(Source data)
>> START

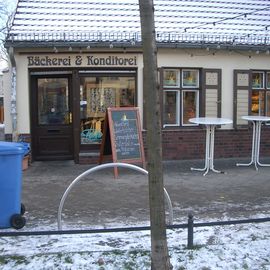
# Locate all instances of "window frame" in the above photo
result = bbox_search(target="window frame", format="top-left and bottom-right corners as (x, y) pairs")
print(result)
(160, 67), (200, 128)
(249, 70), (270, 116)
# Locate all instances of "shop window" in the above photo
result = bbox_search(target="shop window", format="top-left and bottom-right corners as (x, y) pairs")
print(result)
(80, 75), (135, 144)
(163, 90), (179, 127)
(162, 68), (201, 127)
(38, 78), (71, 125)
(250, 71), (270, 115)
(182, 90), (199, 125)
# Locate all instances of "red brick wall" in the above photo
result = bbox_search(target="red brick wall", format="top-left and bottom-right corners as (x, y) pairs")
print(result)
(155, 127), (270, 160)
(15, 126), (270, 164)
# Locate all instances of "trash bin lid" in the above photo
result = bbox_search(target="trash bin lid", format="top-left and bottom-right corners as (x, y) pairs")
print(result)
(0, 141), (25, 155)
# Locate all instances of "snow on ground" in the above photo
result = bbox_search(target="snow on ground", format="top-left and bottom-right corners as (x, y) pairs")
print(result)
(0, 215), (270, 270)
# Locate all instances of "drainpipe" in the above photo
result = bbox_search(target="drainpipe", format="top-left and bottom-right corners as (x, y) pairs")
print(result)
(8, 47), (18, 142)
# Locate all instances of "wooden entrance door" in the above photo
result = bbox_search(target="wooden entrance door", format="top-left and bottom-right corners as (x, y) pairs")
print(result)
(31, 75), (74, 160)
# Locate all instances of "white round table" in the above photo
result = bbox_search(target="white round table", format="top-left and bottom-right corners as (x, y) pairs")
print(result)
(236, 115), (270, 170)
(189, 117), (232, 176)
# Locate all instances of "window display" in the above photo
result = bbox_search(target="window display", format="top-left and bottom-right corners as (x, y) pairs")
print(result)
(80, 76), (135, 144)
(163, 91), (179, 127)
(182, 69), (199, 88)
(252, 72), (264, 89)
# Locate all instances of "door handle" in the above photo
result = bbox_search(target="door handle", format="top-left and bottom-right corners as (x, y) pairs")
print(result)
(69, 112), (72, 124)
(47, 129), (60, 133)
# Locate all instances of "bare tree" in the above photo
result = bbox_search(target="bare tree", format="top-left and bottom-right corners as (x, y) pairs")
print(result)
(0, 1), (15, 66)
(139, 0), (171, 270)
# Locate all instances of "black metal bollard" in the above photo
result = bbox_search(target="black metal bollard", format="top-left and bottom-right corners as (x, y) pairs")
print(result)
(187, 214), (194, 249)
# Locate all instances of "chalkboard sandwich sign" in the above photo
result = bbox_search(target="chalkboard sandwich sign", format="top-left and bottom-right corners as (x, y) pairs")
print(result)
(100, 107), (145, 177)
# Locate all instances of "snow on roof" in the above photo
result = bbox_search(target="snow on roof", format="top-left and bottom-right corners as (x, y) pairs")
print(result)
(4, 0), (270, 46)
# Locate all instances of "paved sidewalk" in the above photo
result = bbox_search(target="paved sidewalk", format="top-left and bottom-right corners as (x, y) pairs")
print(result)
(22, 159), (270, 230)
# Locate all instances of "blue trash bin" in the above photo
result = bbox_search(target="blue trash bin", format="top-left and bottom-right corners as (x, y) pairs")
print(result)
(0, 142), (27, 229)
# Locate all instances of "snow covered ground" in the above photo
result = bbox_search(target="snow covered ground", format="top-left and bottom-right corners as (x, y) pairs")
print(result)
(0, 215), (270, 270)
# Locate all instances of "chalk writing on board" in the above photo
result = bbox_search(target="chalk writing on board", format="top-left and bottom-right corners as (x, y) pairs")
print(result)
(112, 111), (141, 160)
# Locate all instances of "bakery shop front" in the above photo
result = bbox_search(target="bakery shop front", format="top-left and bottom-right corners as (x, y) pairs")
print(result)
(24, 54), (138, 162)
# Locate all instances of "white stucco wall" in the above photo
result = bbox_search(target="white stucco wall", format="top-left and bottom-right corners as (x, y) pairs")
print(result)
(5, 49), (270, 133)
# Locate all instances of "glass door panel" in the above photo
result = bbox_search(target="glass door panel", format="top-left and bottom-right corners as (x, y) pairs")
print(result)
(38, 78), (71, 125)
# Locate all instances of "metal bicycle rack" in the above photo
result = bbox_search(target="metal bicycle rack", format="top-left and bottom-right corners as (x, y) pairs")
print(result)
(57, 163), (173, 230)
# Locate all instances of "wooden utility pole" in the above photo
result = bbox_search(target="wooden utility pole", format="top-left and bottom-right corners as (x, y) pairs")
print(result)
(139, 0), (171, 270)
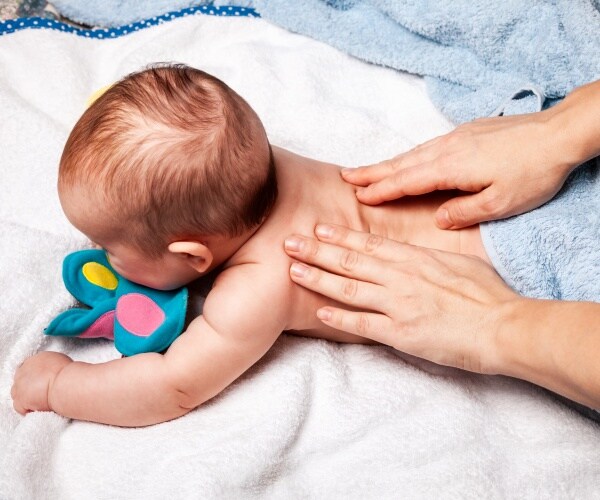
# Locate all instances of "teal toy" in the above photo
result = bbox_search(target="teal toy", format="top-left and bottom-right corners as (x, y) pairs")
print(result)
(44, 250), (188, 356)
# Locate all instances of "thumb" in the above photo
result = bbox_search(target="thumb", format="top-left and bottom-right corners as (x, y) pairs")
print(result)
(435, 191), (496, 229)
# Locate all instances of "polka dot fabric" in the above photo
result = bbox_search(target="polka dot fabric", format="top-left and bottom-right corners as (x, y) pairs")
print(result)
(0, 5), (260, 39)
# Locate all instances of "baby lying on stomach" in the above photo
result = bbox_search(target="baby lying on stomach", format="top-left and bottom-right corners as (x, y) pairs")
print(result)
(15, 65), (486, 426)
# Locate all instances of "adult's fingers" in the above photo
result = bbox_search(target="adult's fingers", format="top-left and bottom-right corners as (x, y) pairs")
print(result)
(356, 160), (450, 205)
(342, 137), (440, 186)
(317, 307), (394, 345)
(290, 262), (384, 310)
(435, 188), (501, 229)
(284, 235), (386, 283)
(313, 224), (429, 262)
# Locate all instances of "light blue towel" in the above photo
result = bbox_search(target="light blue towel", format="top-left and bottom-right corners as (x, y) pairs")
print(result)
(481, 160), (600, 302)
(53, 0), (600, 123)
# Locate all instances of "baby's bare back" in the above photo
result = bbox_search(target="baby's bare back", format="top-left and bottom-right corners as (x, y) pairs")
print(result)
(221, 147), (486, 343)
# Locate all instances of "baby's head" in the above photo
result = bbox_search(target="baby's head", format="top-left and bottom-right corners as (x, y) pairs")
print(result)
(58, 65), (277, 289)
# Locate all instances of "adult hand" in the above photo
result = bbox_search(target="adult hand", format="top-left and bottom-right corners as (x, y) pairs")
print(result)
(285, 225), (521, 373)
(342, 109), (581, 229)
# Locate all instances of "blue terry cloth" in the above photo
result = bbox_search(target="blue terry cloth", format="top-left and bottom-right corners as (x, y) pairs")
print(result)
(480, 159), (600, 302)
(53, 0), (600, 123)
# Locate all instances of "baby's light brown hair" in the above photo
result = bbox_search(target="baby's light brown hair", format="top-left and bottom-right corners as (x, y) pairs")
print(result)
(58, 64), (277, 257)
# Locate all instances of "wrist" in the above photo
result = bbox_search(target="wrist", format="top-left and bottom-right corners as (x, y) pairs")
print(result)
(482, 296), (537, 378)
(540, 82), (600, 170)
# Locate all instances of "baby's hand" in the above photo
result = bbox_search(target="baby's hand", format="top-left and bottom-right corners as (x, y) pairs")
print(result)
(10, 351), (73, 415)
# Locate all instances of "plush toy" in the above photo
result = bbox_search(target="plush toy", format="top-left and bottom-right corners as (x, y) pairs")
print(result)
(44, 250), (188, 356)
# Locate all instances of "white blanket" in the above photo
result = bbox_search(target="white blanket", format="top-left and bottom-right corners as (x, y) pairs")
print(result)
(0, 12), (600, 499)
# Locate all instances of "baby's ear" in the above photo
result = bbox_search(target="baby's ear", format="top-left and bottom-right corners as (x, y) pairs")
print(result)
(168, 241), (213, 273)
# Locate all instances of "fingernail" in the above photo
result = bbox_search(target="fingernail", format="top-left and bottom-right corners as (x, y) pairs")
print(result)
(315, 224), (333, 238)
(283, 238), (302, 252)
(290, 262), (308, 278)
(317, 309), (331, 321)
(435, 209), (451, 228)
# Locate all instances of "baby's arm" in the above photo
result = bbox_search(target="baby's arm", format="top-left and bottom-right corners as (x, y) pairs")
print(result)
(37, 264), (290, 426)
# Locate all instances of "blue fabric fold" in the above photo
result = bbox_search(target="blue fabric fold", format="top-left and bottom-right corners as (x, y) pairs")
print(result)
(53, 0), (600, 123)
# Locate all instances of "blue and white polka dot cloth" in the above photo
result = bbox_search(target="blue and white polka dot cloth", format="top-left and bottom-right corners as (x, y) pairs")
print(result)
(0, 5), (260, 39)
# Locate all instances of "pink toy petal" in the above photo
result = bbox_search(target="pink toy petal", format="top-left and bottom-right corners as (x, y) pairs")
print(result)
(79, 311), (115, 340)
(117, 293), (165, 337)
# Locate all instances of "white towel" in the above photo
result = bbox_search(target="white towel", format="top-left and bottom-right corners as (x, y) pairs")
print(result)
(0, 11), (600, 499)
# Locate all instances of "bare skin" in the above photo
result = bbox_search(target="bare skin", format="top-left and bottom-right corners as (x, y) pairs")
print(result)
(226, 148), (487, 344)
(11, 148), (486, 426)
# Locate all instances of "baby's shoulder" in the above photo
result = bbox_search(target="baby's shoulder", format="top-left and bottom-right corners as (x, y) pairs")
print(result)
(203, 262), (293, 335)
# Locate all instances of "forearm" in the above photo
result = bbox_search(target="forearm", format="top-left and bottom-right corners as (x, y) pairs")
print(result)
(492, 299), (600, 408)
(542, 80), (600, 170)
(48, 353), (190, 427)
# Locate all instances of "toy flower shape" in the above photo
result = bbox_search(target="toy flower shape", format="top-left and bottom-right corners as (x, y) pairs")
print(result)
(44, 250), (188, 356)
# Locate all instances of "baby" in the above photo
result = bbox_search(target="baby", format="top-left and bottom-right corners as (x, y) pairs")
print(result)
(12, 65), (486, 426)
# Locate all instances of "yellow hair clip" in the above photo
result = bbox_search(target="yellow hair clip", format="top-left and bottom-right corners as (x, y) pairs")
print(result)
(87, 84), (112, 108)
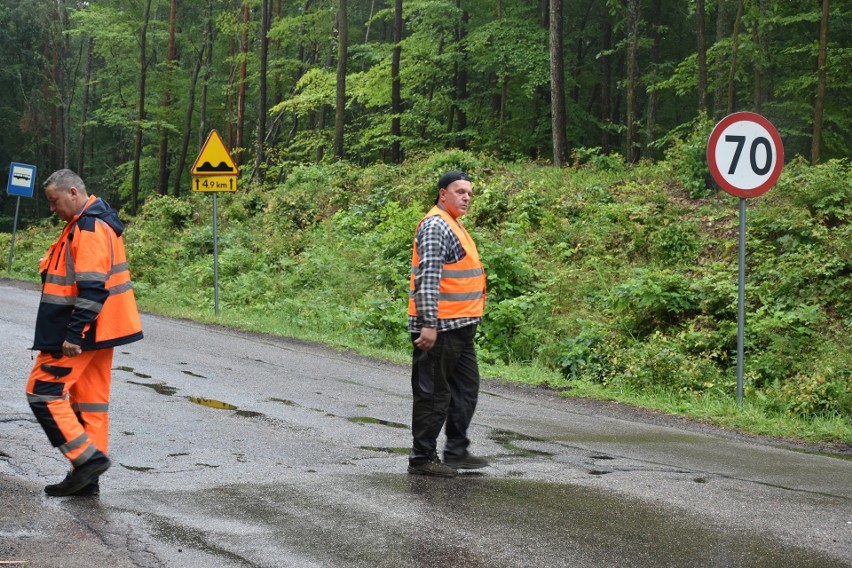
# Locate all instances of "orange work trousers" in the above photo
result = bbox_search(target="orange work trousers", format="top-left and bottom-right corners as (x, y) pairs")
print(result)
(27, 347), (113, 467)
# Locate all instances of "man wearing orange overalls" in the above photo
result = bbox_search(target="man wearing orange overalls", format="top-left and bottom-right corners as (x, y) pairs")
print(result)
(26, 170), (142, 497)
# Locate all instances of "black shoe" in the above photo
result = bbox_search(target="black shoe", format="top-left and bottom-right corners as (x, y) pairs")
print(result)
(44, 456), (112, 497)
(408, 454), (458, 477)
(444, 452), (488, 469)
(44, 470), (101, 497)
(74, 477), (101, 497)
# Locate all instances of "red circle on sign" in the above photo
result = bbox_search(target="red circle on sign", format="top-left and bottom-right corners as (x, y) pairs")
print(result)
(707, 112), (784, 198)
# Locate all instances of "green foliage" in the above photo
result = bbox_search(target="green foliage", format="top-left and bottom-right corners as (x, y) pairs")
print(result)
(613, 270), (698, 336)
(664, 116), (714, 199)
(5, 148), (852, 440)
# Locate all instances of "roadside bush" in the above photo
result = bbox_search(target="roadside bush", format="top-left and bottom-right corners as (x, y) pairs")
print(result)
(477, 293), (550, 363)
(775, 158), (852, 227)
(605, 332), (730, 393)
(613, 269), (698, 337)
(665, 116), (715, 199)
(556, 320), (613, 382)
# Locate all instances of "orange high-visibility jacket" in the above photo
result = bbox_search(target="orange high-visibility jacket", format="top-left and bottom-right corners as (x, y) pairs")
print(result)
(408, 206), (485, 319)
(32, 195), (142, 352)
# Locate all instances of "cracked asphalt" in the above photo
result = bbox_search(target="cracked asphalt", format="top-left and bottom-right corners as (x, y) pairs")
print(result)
(0, 281), (852, 568)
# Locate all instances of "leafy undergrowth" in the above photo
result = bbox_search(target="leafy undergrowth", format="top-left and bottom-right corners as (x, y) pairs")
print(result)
(0, 149), (852, 444)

>> END

Stated goal.
In the listing, from its first line up to and including the line that contains "(252, 72), (264, 89)", change every "drainpipe" to "downspout" and write out those lines again, unchanged otherwise and without the pictures.

Complete answer.
# Locate all instances of "window frame" in the above photo
result = bbox_search(target="window frame", format="top-left and bottom-right corners as (x, y) pairs")
print(result)
(160, 67), (200, 128)
(249, 70), (270, 116)
# Locate all instances of "shop window" in the above photo
result = bbox_search(target="shop window", format="top-left and bottom-right corners as (x, y) pairs")
print(result)
(80, 75), (135, 144)
(163, 90), (179, 127)
(162, 68), (201, 127)
(38, 78), (71, 125)
(250, 71), (270, 115)
(182, 90), (199, 125)
# Locate all instances of "red brick wall" in the above photo
result = bbox_search(target="red brick wall", format="top-left and bottom-right corners as (x, y) pairs")
print(result)
(155, 127), (270, 160)
(15, 126), (270, 164)
# Locate all instances of "trash bin lid" in the above photo
result = bbox_search(target="trash bin lid", format="top-left and bottom-right corners as (x, y) pairs")
print(result)
(0, 141), (25, 155)
# Locate all instances of "snow on ground" in the above photo
result = bbox_search(target="snow on ground", format="top-left and bottom-right corners as (x, y) pairs")
print(result)
(0, 215), (270, 270)
# Locate all instances of "downspout" in the above photo
result = bbox_search(target="downspout", format="top-left and bottom-right corners as (x, y) pairs")
print(result)
(8, 47), (18, 142)
# Locate all instances of "wooden entrance door" in the above photo
result = bbox_search(target="wooden entrance door", format="top-left and bottom-right corners as (x, y) pairs")
print(result)
(31, 75), (74, 160)
# Locate all instances of "white round table" in the above photo
result = bbox_search(target="white round table", format="top-left and bottom-right corners as (x, y) pairs")
print(result)
(236, 115), (270, 170)
(189, 117), (232, 176)
# Locate all instances of "window display" in the above photo
result = bbox_search(target="window display", format="top-left and bottom-right corners as (x, y) pairs")
print(result)
(80, 76), (135, 144)
(163, 91), (179, 127)
(182, 69), (199, 88)
(252, 72), (264, 89)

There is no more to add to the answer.